Requirements →
Which characters from the film does the review name? List each one once.

-- start of Text --

Julianne

Julianne
The lady herself...

Sunday, 29 August 2010

A Single Man


Film Review

I utterly love this film. I saw it on Valentine's Day this year and have watched it several times since, it is officially in my top 3 films of all time. So if you didn't like this one, this little review will disappoint because I cannot think of a single thing I did not like about it. So what did I like? Well first up, it's the best film featuring gay characters I have ever seen. I am so tired of "gay films" where people's sexuality is the issue, this film isnt like that. George and Jim just happen to be gay, their story, their emotions, their trials, their relationship could happen to anyone, gay or straight and that's what makes it so good, it's a film about a gay man not a gay film about a man. The story was just so simple and I enjoyed the fact that it didn't focus on anything other than acting and brilliant writing. There are so many wonderful exchanges, I love the line that Kenny has about the sleeping bag - "Are you going camping sir?"

I loved the relationship between George and Jim, every flashback made me sadder that Jim was dead. The scene where they are sitting reading books and listening to music was beyond romantic - that is honestly my perfect evening, hot guy, good music, page turner of a book and a nice roaring fire - and the first meeting was lovely, why don't I ever meet sailors in bars?

I won't say too much about George and Charley just yet, but wow, what a relationship. Ten minutes on screen and I believed every word, every look, every beat.

Poor George. I loved the fact that Kenny saved him, but it seems that George was fated to die. He spends all day preparing to kill himself and then right at the last minute he makes that new connection with someone, there might actually be life after Jim! I was watching it with my friend Lisa tonight - very Charley - and she kept saying is he going to get it on with Kenny, but I didnt really think thats what he was looking for. Kenny offered it to him on a plate but he didnt want sex, he wanted the connection, the new connection with someone, he wanted that little bit of hope in his life and Kenny gave him that. He saw a future, somewhere for him to go, that's why he calls himself stupid, because he is a young boy and it's a foolish future but it's a future that saves him.

Shout outs must also go to the beautiful music - check out the track "Becoming George" - and the performances. Colin Firth utterly robbed of an Oscar, the scene where he hangs up the phone breaks my heart every time, then to be able to pull of the shower and sleeping bag comedy, a tour de force performance that was snubbed, at least us brits know when someone deserves a Bafta. Nicholas Hoult was a revelation, he looked so beautiful but exuded this strange warmth and optimism. The way in which he saves George and he is so insecure yet so confident at the same time. I hope he keeps making brave film choices as I'm desperate to see him in more stuff like this.

And then there's Julianne...

-- end of Text --
-- start of Supplied records --

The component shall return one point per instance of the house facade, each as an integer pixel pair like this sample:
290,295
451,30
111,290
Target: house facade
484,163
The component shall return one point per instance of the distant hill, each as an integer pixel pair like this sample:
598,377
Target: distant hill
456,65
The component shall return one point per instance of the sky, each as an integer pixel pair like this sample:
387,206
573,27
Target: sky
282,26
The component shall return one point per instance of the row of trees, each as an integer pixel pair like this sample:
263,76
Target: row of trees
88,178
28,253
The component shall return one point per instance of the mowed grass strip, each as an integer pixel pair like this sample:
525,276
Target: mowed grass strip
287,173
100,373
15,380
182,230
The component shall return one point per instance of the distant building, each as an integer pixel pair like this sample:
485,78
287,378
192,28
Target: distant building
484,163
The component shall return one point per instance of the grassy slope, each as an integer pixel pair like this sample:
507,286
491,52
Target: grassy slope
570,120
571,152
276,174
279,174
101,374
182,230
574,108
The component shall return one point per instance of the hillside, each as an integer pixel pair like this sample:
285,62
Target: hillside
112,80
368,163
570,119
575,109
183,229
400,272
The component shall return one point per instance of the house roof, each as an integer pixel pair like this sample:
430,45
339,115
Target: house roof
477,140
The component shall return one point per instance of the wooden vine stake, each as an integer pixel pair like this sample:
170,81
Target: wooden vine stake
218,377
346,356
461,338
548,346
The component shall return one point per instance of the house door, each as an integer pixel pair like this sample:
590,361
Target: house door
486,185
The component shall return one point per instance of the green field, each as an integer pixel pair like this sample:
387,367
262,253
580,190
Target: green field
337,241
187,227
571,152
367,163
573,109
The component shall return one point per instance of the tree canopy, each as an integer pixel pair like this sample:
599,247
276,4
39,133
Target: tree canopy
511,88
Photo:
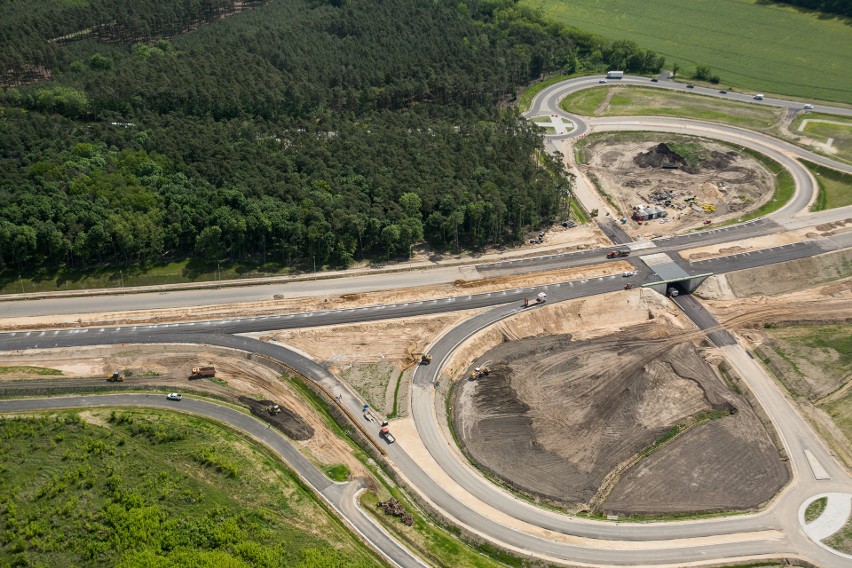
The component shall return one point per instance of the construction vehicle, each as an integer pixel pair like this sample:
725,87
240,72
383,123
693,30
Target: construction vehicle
540,299
618,253
478,373
202,372
273,409
385,433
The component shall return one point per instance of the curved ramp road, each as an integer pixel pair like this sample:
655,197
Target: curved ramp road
473,501
341,497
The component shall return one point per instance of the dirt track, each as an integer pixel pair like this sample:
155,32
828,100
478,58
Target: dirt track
556,417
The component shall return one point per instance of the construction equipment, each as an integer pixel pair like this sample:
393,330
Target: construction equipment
202,372
273,409
385,433
478,373
540,299
618,253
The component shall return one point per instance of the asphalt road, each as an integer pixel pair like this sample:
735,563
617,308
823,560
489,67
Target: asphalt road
339,496
772,532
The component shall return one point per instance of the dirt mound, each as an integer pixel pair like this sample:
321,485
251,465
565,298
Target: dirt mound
285,420
659,156
555,418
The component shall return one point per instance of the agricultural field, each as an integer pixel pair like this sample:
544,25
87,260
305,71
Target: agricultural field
143,488
766,48
639,101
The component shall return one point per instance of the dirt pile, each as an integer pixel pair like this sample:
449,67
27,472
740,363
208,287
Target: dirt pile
556,417
279,416
659,156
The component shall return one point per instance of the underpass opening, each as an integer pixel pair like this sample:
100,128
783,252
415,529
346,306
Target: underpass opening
678,286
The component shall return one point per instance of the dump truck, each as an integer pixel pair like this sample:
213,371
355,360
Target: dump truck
618,253
479,372
202,372
385,433
540,299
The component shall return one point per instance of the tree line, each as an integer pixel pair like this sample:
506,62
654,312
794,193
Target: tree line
300,131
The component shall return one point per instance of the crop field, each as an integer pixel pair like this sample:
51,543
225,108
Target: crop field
639,101
764,48
149,488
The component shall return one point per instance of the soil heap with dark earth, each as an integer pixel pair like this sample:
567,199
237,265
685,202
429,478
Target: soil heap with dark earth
555,417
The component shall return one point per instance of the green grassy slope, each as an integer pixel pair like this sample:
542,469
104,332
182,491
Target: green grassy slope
762,48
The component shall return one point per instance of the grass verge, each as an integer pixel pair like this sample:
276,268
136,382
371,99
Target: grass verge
815,509
137,487
835,188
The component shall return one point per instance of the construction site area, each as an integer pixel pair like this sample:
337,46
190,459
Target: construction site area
622,407
665,185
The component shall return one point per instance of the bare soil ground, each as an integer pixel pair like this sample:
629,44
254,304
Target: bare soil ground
724,183
556,417
168,367
289,305
799,295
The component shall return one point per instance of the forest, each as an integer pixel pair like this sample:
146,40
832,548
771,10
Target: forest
288,132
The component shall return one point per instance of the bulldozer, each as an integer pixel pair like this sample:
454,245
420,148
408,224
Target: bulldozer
273,409
479,372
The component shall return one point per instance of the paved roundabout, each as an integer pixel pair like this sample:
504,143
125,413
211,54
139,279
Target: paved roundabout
466,497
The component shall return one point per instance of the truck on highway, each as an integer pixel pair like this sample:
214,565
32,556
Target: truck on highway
202,373
618,253
540,299
385,433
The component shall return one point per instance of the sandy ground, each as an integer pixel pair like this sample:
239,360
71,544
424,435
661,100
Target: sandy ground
757,243
723,183
284,306
563,420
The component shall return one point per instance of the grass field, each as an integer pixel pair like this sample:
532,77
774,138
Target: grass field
823,127
765,48
835,188
639,101
136,488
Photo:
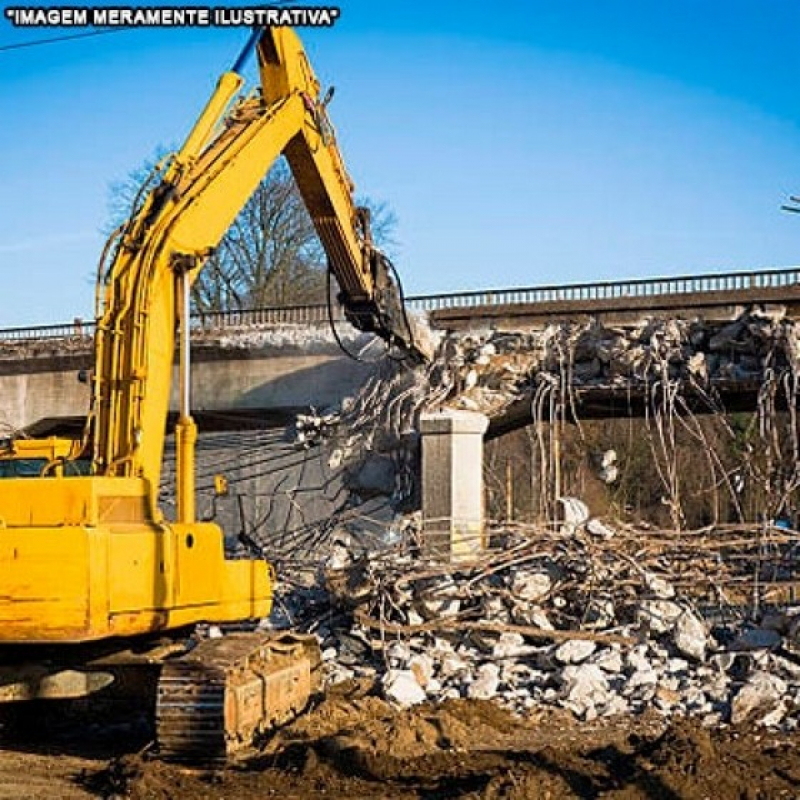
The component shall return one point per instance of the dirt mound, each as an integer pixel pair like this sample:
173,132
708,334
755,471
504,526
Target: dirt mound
355,745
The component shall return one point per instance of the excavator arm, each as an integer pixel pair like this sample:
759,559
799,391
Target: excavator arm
165,244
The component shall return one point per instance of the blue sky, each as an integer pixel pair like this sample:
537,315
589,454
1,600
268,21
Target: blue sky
518,143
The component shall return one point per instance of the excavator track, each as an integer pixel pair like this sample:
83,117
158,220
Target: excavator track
216,701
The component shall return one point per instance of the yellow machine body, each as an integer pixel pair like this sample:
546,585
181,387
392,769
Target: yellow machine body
80,560
88,557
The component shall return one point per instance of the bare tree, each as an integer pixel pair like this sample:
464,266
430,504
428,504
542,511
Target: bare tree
270,256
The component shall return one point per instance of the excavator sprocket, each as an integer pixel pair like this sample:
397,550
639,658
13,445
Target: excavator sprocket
221,697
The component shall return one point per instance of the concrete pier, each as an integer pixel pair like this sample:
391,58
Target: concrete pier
452,484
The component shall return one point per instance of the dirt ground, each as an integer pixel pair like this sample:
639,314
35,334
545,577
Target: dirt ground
353,745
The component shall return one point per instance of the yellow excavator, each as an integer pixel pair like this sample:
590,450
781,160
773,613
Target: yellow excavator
93,578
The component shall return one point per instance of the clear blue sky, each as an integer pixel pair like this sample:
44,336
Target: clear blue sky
518,143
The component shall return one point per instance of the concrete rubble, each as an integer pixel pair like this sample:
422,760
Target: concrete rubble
515,626
488,371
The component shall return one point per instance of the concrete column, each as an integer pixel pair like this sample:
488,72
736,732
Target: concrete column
452,484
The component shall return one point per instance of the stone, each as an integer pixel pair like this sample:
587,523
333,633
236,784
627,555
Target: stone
574,651
762,694
600,613
531,586
421,665
584,687
452,664
637,659
510,645
690,636
677,666
609,660
659,616
575,513
402,688
600,529
398,654
666,699
534,616
438,607
642,677
658,587
485,684
757,639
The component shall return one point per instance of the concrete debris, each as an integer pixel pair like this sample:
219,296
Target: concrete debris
762,694
599,528
757,638
486,682
690,636
574,651
403,688
515,627
488,371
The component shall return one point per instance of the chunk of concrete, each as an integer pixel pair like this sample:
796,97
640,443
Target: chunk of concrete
762,694
690,636
575,651
400,686
485,685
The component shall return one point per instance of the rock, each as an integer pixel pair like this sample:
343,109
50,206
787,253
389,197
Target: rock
531,586
762,694
575,513
422,667
757,639
452,664
609,661
615,706
485,685
511,645
637,659
584,687
438,607
690,636
659,616
401,687
574,651
600,529
666,699
642,677
398,654
433,688
677,666
658,587
600,613
534,616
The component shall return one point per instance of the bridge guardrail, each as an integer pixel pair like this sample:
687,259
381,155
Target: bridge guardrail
534,295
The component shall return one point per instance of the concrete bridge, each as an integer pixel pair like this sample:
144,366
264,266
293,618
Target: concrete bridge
268,363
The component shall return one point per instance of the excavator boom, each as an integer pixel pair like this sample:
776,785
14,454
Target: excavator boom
88,556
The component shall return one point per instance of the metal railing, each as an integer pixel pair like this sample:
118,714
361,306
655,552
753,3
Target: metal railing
611,290
316,314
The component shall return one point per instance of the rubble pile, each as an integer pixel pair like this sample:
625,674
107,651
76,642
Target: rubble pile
495,368
599,620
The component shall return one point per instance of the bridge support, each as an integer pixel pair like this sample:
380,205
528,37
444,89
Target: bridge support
452,484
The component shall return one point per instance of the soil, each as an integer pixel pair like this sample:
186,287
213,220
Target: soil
353,745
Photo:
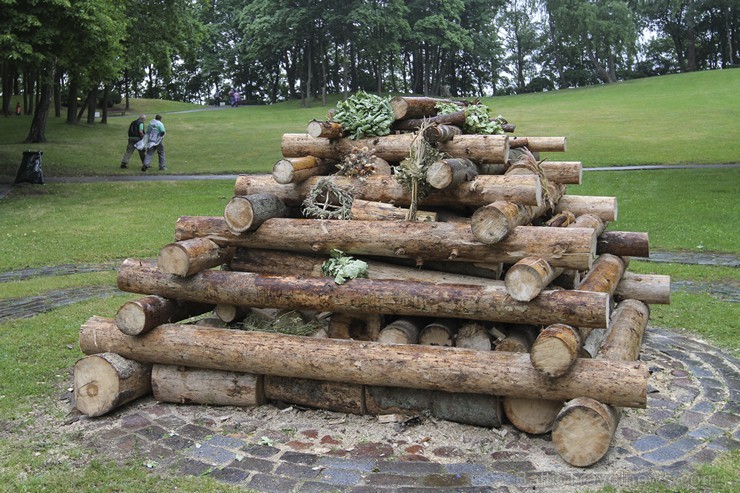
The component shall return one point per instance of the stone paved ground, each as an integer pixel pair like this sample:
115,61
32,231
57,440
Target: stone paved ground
691,417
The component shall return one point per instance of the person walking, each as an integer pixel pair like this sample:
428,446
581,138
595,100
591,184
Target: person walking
135,134
155,143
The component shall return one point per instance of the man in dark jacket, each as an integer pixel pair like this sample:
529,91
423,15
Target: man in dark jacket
135,134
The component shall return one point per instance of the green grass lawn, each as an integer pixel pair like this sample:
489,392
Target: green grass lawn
686,118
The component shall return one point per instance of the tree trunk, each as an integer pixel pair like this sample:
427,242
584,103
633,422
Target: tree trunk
183,385
572,248
142,315
395,147
359,362
185,258
299,169
451,173
364,210
104,382
585,427
245,213
522,189
332,396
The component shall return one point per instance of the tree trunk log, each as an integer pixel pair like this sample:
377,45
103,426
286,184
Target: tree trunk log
231,313
325,130
106,381
648,288
471,409
440,332
395,147
563,247
332,396
585,427
299,169
451,172
404,330
185,258
183,385
369,363
605,208
450,120
248,212
365,210
481,191
142,315
534,416
624,244
441,133
405,107
540,144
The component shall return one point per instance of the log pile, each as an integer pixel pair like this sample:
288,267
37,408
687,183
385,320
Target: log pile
494,298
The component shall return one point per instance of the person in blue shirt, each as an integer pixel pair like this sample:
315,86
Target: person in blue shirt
155,142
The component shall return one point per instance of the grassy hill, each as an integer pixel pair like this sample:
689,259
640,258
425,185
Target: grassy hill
676,119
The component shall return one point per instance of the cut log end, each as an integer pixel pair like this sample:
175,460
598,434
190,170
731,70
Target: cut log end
555,350
173,259
239,214
583,431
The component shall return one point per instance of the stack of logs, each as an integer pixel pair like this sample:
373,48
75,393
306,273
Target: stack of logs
503,296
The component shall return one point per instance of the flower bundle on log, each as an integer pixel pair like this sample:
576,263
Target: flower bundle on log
437,271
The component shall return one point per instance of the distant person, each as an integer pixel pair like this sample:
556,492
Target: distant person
135,134
154,142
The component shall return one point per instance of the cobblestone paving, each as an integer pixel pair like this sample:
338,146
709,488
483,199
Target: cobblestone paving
691,417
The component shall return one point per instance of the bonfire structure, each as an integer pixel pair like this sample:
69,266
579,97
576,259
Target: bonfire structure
437,263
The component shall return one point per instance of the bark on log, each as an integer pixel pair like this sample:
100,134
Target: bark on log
565,172
369,363
393,297
585,427
528,277
142,315
440,332
395,147
332,396
624,244
441,133
540,144
648,288
247,212
456,119
275,262
325,129
605,208
404,330
185,258
405,107
106,381
299,169
473,335
425,241
365,210
378,188
534,416
183,385
472,409
494,222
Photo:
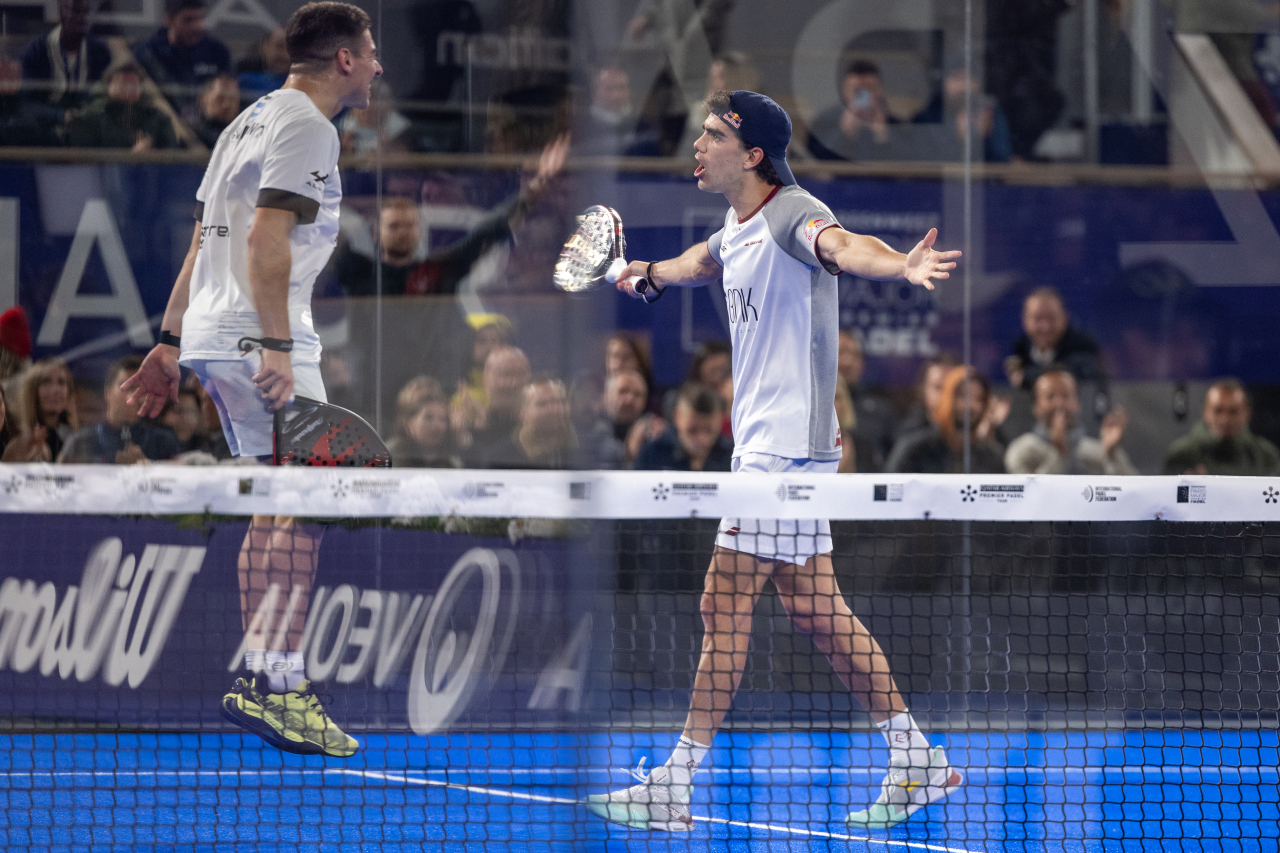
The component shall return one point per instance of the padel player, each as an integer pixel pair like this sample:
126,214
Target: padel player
266,220
778,254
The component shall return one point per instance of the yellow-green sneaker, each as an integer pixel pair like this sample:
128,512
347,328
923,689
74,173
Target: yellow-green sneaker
306,719
254,711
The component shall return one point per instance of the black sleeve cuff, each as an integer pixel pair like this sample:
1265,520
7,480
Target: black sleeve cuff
305,208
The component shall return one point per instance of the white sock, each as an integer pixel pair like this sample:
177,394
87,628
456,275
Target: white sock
284,671
685,760
904,737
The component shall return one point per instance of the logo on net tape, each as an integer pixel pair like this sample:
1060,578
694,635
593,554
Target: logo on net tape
996,493
786,492
1101,493
1192,493
690,492
476,491
891,492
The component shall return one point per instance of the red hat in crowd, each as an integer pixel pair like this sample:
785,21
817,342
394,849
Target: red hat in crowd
14,332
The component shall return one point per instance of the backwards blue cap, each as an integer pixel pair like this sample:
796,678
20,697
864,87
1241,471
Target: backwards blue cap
762,124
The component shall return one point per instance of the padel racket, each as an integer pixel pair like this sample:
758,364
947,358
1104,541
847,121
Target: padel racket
595,252
318,434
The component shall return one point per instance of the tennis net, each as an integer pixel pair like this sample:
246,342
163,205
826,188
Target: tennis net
1100,657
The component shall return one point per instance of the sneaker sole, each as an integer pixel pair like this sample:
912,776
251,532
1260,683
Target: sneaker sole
264,730
954,783
621,815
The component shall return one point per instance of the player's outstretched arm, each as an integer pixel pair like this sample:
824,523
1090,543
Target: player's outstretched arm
269,264
156,381
695,268
871,258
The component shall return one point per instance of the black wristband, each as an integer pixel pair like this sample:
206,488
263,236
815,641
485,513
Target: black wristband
653,288
278,345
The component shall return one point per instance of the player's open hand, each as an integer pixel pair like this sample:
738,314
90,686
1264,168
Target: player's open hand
155,383
275,379
923,264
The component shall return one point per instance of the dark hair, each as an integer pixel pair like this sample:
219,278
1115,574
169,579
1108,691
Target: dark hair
864,67
174,7
1229,384
319,30
128,364
644,366
705,351
717,104
702,398
1054,370
1045,292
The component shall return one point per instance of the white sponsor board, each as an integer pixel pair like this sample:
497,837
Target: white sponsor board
159,489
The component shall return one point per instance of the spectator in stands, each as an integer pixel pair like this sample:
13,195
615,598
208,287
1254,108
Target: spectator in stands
599,448
544,437
694,442
182,55
873,415
400,236
481,428
122,438
728,72
16,445
859,127
182,416
626,395
626,352
1221,443
1059,445
492,331
379,124
928,393
440,272
49,404
1048,338
421,436
122,118
219,105
938,448
268,68
60,68
22,121
990,124
609,126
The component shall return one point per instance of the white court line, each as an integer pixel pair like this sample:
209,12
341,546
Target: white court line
771,828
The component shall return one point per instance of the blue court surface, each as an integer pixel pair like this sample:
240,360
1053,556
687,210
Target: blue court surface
1121,790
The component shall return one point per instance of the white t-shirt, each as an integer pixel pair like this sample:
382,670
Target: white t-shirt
784,315
279,153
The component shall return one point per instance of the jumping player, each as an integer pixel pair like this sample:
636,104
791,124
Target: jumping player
778,254
266,220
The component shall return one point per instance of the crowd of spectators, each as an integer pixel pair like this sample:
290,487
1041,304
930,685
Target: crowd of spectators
182,85
504,413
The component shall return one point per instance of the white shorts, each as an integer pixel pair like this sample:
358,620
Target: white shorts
246,422
785,539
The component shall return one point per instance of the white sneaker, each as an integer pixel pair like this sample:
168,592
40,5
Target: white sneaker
906,790
653,804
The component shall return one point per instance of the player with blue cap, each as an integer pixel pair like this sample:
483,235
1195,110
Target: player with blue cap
780,254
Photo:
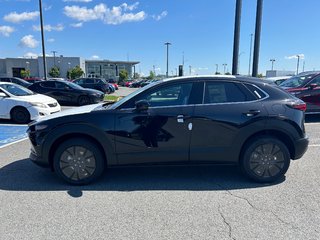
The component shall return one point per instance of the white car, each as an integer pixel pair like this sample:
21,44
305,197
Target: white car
22,105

-- end of Supplied records --

Answer to the task →
George, Jim, Kenny, Charley